● Exercise prompt
Retype the material below line for line, leaving out the picture.

● Given records
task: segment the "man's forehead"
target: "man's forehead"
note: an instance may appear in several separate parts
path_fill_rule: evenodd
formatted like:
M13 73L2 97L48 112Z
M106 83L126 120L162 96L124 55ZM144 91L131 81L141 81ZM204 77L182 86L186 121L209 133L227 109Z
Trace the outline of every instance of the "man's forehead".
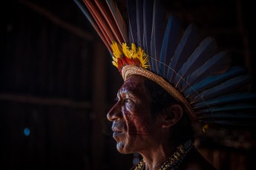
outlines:
M132 75L127 79L122 85L119 92L121 91L136 91L141 90L144 87L145 78L141 76Z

● Correct result
task: segment the "man's forehead"
target: "man's forehead"
note: an instance may appear in several separate parts
path_fill_rule: evenodd
formatted like:
M13 73L2 97L48 112Z
M106 83L126 120L162 96L124 55ZM144 91L131 81L141 81ZM204 77L182 86L186 121L209 133L227 109Z
Trace the outline of every instance of the "man's forehead".
outlines:
M132 75L127 79L122 85L119 92L121 91L136 91L141 90L144 87L145 78L141 76Z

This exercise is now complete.